'''

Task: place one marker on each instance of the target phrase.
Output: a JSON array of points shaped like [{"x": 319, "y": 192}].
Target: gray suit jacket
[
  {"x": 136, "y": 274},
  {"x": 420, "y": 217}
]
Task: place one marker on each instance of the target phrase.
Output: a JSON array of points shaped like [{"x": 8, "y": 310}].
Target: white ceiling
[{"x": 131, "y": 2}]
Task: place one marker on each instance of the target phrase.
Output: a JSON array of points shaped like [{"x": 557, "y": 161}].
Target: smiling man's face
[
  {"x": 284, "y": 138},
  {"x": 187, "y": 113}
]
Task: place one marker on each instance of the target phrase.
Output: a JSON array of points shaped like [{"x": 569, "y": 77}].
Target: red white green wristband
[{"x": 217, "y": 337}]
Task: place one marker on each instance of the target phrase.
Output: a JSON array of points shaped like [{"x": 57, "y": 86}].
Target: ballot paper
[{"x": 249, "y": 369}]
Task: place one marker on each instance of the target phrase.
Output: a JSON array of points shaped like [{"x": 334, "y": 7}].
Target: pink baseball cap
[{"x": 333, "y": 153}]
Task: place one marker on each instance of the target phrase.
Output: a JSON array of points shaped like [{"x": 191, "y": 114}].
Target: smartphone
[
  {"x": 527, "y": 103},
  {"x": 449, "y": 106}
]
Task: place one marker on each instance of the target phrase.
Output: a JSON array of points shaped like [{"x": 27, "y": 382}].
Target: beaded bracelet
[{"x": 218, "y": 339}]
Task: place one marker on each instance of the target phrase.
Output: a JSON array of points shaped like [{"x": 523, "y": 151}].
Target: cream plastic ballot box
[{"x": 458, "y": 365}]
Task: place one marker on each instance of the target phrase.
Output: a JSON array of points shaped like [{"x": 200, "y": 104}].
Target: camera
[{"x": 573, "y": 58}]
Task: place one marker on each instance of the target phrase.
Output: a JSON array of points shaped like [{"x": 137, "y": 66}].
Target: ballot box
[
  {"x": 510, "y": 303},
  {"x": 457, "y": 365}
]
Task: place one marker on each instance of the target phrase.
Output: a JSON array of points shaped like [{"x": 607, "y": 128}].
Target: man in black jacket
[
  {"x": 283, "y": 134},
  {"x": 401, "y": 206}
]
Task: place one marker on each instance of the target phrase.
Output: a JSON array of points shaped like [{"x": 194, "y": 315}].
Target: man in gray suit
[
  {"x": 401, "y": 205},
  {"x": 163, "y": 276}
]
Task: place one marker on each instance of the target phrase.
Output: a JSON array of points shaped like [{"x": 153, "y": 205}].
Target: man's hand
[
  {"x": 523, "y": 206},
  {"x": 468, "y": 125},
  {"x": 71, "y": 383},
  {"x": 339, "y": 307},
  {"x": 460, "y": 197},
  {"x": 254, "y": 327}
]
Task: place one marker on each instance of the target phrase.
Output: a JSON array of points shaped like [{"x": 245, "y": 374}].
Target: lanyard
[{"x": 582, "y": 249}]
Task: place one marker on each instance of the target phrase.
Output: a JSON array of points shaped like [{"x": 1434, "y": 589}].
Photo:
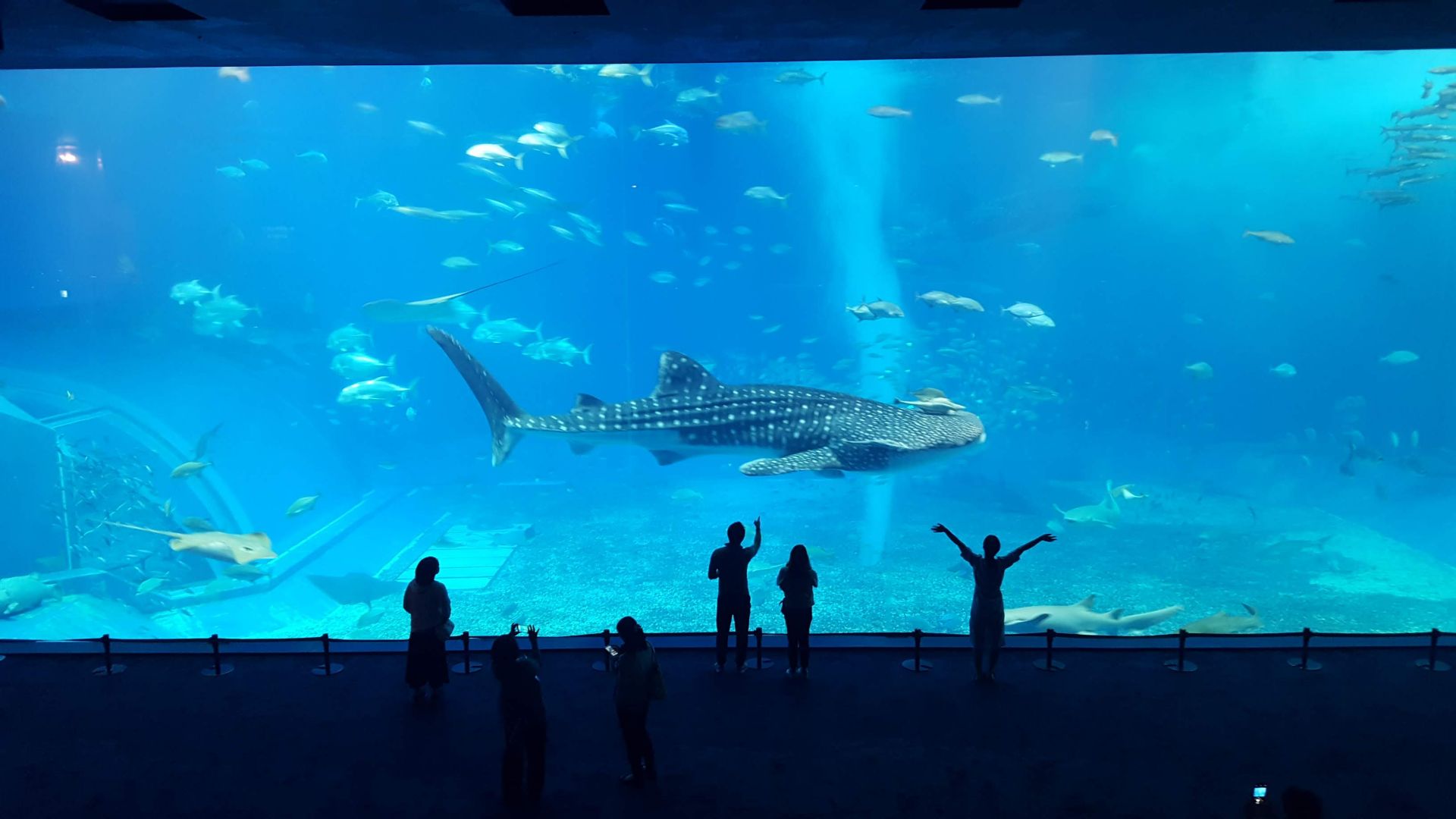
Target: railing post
[
  {"x": 465, "y": 667},
  {"x": 1430, "y": 662},
  {"x": 329, "y": 668},
  {"x": 1180, "y": 665},
  {"x": 218, "y": 668},
  {"x": 916, "y": 665},
  {"x": 108, "y": 668},
  {"x": 1047, "y": 664},
  {"x": 1302, "y": 662},
  {"x": 604, "y": 664},
  {"x": 762, "y": 664}
]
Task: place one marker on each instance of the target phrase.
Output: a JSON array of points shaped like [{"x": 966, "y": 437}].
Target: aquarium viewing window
[{"x": 274, "y": 334}]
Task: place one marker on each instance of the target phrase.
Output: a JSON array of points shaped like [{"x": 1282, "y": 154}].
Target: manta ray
[
  {"x": 218, "y": 545},
  {"x": 1079, "y": 618},
  {"x": 1106, "y": 513},
  {"x": 692, "y": 413}
]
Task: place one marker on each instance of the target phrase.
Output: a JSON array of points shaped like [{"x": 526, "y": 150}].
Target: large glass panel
[{"x": 1199, "y": 306}]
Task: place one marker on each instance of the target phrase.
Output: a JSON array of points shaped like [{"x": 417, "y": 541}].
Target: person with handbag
[
  {"x": 430, "y": 626},
  {"x": 799, "y": 582},
  {"x": 639, "y": 682}
]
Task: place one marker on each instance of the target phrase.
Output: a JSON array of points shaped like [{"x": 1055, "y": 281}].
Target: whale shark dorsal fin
[
  {"x": 584, "y": 401},
  {"x": 679, "y": 375}
]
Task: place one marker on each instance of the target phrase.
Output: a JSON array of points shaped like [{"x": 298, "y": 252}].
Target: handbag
[{"x": 655, "y": 686}]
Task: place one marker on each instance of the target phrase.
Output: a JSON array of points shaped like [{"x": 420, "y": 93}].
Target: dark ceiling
[{"x": 60, "y": 34}]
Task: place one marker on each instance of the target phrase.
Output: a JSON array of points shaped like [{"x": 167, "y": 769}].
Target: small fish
[
  {"x": 1272, "y": 237},
  {"x": 800, "y": 77},
  {"x": 622, "y": 71},
  {"x": 190, "y": 468},
  {"x": 424, "y": 127},
  {"x": 766, "y": 194},
  {"x": 887, "y": 112},
  {"x": 740, "y": 123},
  {"x": 302, "y": 504}
]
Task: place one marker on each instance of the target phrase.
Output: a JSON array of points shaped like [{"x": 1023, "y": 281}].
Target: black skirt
[{"x": 425, "y": 661}]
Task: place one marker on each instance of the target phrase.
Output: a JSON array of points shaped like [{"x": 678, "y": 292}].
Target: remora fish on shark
[{"x": 692, "y": 413}]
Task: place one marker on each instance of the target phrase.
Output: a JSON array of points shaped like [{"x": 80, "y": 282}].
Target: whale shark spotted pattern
[{"x": 692, "y": 413}]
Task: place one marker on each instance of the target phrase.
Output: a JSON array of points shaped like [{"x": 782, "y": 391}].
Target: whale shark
[{"x": 692, "y": 413}]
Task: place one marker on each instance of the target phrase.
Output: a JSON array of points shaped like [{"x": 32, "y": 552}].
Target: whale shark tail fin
[{"x": 494, "y": 400}]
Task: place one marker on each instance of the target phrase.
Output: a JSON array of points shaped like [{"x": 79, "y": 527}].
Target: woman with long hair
[
  {"x": 799, "y": 582},
  {"x": 639, "y": 681},
  {"x": 523, "y": 716},
  {"x": 428, "y": 607}
]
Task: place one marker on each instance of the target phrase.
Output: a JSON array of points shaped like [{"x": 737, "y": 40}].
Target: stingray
[
  {"x": 431, "y": 309},
  {"x": 218, "y": 545},
  {"x": 356, "y": 588}
]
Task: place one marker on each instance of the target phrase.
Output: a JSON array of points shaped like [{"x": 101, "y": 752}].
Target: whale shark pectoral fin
[
  {"x": 807, "y": 461},
  {"x": 584, "y": 401}
]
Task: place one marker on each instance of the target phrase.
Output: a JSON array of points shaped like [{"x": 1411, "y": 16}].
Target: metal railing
[{"x": 324, "y": 646}]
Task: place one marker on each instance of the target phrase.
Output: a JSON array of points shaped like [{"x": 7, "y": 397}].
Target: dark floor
[{"x": 1114, "y": 735}]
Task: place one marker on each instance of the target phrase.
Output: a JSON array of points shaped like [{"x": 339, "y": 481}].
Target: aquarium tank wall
[{"x": 271, "y": 335}]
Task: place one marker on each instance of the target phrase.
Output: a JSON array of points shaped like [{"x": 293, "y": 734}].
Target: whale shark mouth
[{"x": 692, "y": 413}]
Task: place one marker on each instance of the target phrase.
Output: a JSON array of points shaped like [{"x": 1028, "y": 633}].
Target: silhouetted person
[
  {"x": 523, "y": 716},
  {"x": 730, "y": 569},
  {"x": 987, "y": 607},
  {"x": 639, "y": 681},
  {"x": 799, "y": 582},
  {"x": 428, "y": 607}
]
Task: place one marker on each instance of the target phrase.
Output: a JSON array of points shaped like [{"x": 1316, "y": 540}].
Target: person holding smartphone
[
  {"x": 987, "y": 605},
  {"x": 523, "y": 716},
  {"x": 730, "y": 569},
  {"x": 638, "y": 684}
]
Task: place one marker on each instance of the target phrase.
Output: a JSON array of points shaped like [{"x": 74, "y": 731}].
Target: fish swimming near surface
[
  {"x": 1079, "y": 618},
  {"x": 218, "y": 545},
  {"x": 433, "y": 309},
  {"x": 1106, "y": 513},
  {"x": 19, "y": 595},
  {"x": 692, "y": 413},
  {"x": 1223, "y": 623}
]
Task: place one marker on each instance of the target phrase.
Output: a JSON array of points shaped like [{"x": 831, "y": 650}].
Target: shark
[
  {"x": 1079, "y": 618},
  {"x": 692, "y": 413}
]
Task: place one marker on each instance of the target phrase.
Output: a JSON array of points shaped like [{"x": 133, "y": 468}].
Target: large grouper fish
[{"x": 692, "y": 413}]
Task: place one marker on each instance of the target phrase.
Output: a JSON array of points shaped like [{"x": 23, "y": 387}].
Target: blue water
[{"x": 112, "y": 196}]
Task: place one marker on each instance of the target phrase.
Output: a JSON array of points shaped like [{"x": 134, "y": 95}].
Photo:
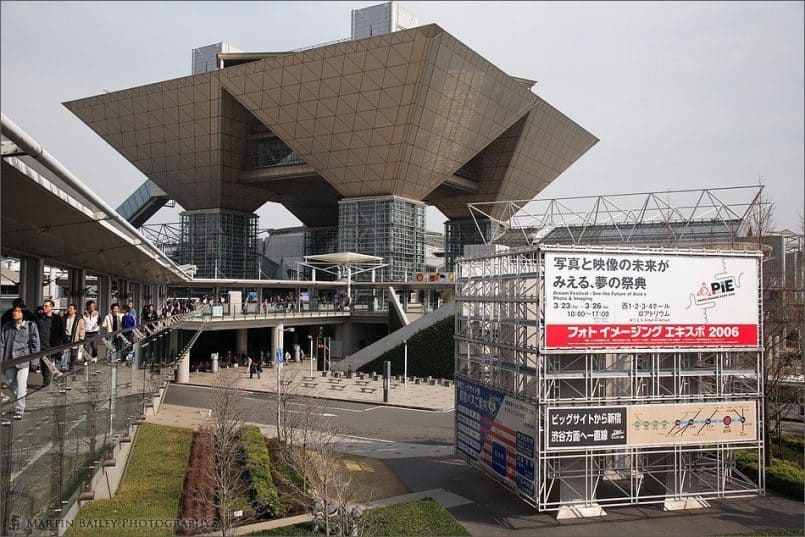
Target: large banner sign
[
  {"x": 651, "y": 425},
  {"x": 497, "y": 433},
  {"x": 651, "y": 301}
]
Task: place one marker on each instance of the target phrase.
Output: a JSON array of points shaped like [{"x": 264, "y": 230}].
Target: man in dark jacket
[
  {"x": 27, "y": 315},
  {"x": 51, "y": 334},
  {"x": 18, "y": 338}
]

'''

Work task: Reproduce without change every line of the entries above, from the one containing "Target: large banner sign" through the last.

Answer to this exercise:
Target: large banner sign
[
  {"x": 651, "y": 425},
  {"x": 497, "y": 433},
  {"x": 651, "y": 301}
]
Task: place one marker on each instance of the target phrase.
Output: a JSON array of points shaped like [{"x": 264, "y": 230}].
Target: man in dark jacket
[
  {"x": 27, "y": 315},
  {"x": 51, "y": 334},
  {"x": 18, "y": 338}
]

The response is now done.